PASSAGE PROVIDED:

"""

Now consider a 40 years single man who lives in location labelled 9 and his job is labelled 3. Moreover, suppose that his 10 years loss reports are $16.19502,$ $13.92823,$ $15.69760,$ $15.00515,$ $15.30293,$ $16.54005,$ $16.03626,$ $16.84823,$ $14.49716,$ $14.75258.$

Using the Equation (14), the policyholder with probability $\omega=0.2378$ ( $1-\omega=0.7622$ ) belongs to “Group 1” (“Group 2”), and his next year Bayesian credibility premium is

\begin{align*}E_2[X_{11}|X_1,X_2,...,X_{10}] & = \sum_{i=0}^{10}\sum_{r=1}^{\binom{10}{i}}\omega^i(1-\omega)^{10-i}\bigg[\omega E_1\!\left(X_{11}|\tilde{X}_{B_{ir}}\in PoP_1\right)\\& \quad +(1-\omega)E_{1}\!\left(X_{11}|\tilde{X}_{B^c_{ir}}\notin PoP_1\right)\bigg] = 16.79856.\end{align*}

The Logistic Regression Credibility, say LRC, and the Regression Tree Credibility, say RTC, share a same idea. Both of them use a statistical model to partition the measurable space $\mathcal{X}$ into some populations. But, the RTC method develops a credibility prediction for each population while the LRC provides just one credibility prediction for all populations with different weight. The following subsection shows that at least for some cases the LRC has a lower risk function.

"""

DATA BLOCK:
"""

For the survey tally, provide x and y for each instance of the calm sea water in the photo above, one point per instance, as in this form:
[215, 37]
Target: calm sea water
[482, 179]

"""

WRITTEN REQUEST:
Pick up the passage on credibility premiums and keep writing from its last sentence.

EXERCISE OUTPUT:
5.1 Logistic regression credibility versus the regression tree credibility

Diao & Weng (Reference Diao and Weng2019) introduced the RTC model. Their model, in the first step, employs some statistical techniques (such as logistic regression) to partition the measurable space $\mathcal{X}$ into some small regions in which a simple model provides a good fit. Then, in the second step, for each region they applied the Bühlmann-Straub credibility premium formula for each region to predict credibility premium prediction. More precisely, given observed data $X_i$ and its associated information $Z_{i,1}\cdots,Z_{i,m},$ for $i=1,\cdots,n.$ Using a statistical model, such as logistic regression given by Equation (13), it determines the probability that such claim experience $X_1,X_2,\cdots,X_{n}$ arrives from the Population 1. If such a probability passes $1/2,$ the credibility premium predicts using the model which developed for Population 1, otherwise, the model developed for Population 2.

Under the squared error loss function, the RTC method decreases risk function of prediction compared to the regular credibility method. Diao & Weng (Reference Diao and Weng2019) presented its theoretical proof for the situation where measurable space $\mathcal{X}$ has been partitioned into two distinguished classes.

The following lemma shows that at least for an interval about $1/2,$ the LRC’s risk function dominates the RTC’s risk function.

Lemma 5. Under Model Assumption 1, consider two following different scenarios to predict the credibility mean based upon the i.i.d. random claim experience $X_1,X_2,\cdots,X_{n}.$ .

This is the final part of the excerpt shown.